WHAT YOU NEED TO DO: Reproduce the data below, substituting "central" for every occurrence of "innermost" and leaving everything else as it stands.
>>>
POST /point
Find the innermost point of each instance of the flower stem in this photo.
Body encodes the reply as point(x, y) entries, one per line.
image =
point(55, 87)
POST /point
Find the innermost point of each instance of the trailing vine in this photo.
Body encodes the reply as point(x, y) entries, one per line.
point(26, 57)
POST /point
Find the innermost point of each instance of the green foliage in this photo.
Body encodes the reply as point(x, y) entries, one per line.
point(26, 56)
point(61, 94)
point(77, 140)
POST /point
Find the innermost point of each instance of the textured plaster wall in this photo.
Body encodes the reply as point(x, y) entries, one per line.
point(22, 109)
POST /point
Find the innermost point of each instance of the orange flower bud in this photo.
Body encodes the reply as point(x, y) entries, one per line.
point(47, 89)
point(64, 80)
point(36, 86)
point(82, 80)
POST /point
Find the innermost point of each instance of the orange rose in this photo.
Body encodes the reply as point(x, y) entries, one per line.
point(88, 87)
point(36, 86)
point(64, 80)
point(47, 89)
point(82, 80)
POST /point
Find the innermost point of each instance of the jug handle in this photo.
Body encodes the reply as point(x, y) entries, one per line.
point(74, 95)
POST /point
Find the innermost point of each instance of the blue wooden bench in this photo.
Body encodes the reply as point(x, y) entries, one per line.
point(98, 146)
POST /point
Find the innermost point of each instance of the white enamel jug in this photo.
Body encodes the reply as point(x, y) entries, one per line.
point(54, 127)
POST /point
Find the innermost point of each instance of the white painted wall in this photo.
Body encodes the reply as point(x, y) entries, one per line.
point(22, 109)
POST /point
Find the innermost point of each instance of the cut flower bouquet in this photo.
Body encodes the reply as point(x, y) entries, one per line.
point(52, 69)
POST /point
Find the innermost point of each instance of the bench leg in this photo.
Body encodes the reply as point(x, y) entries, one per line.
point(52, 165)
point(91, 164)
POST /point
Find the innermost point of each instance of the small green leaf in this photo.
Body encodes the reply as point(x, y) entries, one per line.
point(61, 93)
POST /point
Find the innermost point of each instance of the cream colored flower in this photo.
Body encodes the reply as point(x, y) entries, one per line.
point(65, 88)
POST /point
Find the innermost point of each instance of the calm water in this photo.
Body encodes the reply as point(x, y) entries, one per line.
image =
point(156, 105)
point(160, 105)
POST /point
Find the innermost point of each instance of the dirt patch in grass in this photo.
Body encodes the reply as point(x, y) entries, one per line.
<<<
CORRECT RESPONSE:
POST /point
Find the central point of each instance of the flower stem in this photo.
Body encodes the reply as point(x, y) entries, one per line.
image =
point(55, 87)
POST /point
Find the central point of each instance of the trailing vine in this photo.
Body encodes the reply as point(x, y) entries, one per line.
point(26, 57)
POST /point
Find the central point of each instance of the green foliage in this photo.
Body encodes the reply as point(x, y) entries, one per line.
point(26, 56)
point(61, 94)
point(77, 140)
POST /point
Find the central point of each instance of the textured plaster wall in this photo.
Body encodes the reply as point(x, y) entries, one per line.
point(22, 109)
POST /point
Find the central point of each instance of the orange flower bud in this photo.
Body encodes the reply as point(x, y) entries, one per line.
point(47, 89)
point(64, 80)
point(36, 86)
point(82, 80)
POST /point
Find the central point of each instance of the orange rose in this photo.
Body encodes the reply as point(x, y) entries, one per line.
point(88, 87)
point(36, 86)
point(64, 80)
point(47, 89)
point(82, 80)
POST /point
Find the central point of each instance of the jug handle in this photo.
Body encodes the reply as point(x, y) entries, one per line.
point(74, 95)
POST /point
Find the central point of each instance of the blue wooden bench in this photo.
Body encodes the reply as point(x, y) entries, one per line.
point(98, 146)
POST /point
Find the central point of each instance of the white enamel jug in this photo.
Body encodes the reply as point(x, y) entries, one per line.
point(54, 127)
POST /point
Find the central point of each instance of the white painted wall in this photo.
Body encodes the reply as point(x, y) entries, one per line.
point(22, 109)
POST /point
Find the central point of each instance of the cut flower bouquet in this photo.
Body encodes the reply as point(x, y) entries, one per line.
point(52, 69)
POST /point
Find the central point of each instance of the bench leg in this photo.
Body encodes the reply as point(x, y) entries, one per line.
point(52, 165)
point(91, 164)
POST /point
Find the central point of each instance of the small green leaf in this photo.
Body encodes the reply as point(x, y) entries, one per line.
point(61, 93)
POST /point
Find the central point of each instance of the cream colored flower in this photo.
Body encodes the reply as point(x, y) entries, one per line.
point(65, 88)
POST /point
Find the central point of each instance of the calm water in this photo.
Body encodes the reply as point(x, y) entries, one per line.
image =
point(156, 105)
point(160, 105)
POST /point
Find the central point of each instance of the dirt patch in grass in this photo.
Body encodes the reply as point(x, y) entries, one per line.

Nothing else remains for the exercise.